Material supplied ::

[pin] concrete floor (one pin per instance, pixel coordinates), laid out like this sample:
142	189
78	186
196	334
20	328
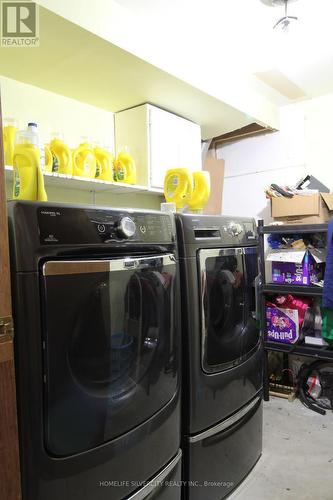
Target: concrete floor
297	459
--
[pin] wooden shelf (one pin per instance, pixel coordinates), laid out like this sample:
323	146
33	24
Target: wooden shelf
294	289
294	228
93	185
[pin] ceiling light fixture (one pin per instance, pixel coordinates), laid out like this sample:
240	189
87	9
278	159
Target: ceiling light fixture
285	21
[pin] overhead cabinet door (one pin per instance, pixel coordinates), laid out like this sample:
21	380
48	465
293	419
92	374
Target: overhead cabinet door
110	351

Work instructions :: List every line of the material above that contains the string "floor", matching case exactly.

Problem solution ::
[pin] concrete floor (one pin per instance, pixel coordinates), laid out like this sample:
Target: concrete floor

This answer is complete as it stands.